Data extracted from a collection
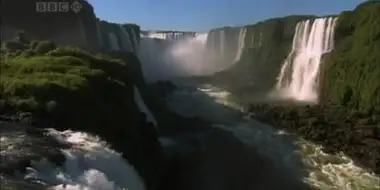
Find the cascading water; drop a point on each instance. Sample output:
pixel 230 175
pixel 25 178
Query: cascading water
pixel 126 40
pixel 241 43
pixel 298 76
pixel 90 165
pixel 173 54
pixel 114 42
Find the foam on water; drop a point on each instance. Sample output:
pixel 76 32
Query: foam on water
pixel 90 165
pixel 290 153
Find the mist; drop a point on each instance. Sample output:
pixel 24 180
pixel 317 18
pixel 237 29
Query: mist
pixel 165 57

EXERCISE: Replace "drop a point" with "place a marker" throughout all the items above, keeping everything else the same. Leave the pictures out of your answer.

CORRECT RESPONSE:
Find the cascading water; place a marker on each instance. Sample output:
pixel 230 175
pixel 25 178
Query: cascading water
pixel 126 40
pixel 241 43
pixel 298 76
pixel 90 165
pixel 173 54
pixel 114 42
Find the foam on water; place a marker on each instance. Sample output:
pixel 76 32
Query: foam on water
pixel 90 165
pixel 290 153
Find the mist; place a marker on each instance. Sample output:
pixel 24 180
pixel 317 18
pixel 237 29
Query: mist
pixel 165 57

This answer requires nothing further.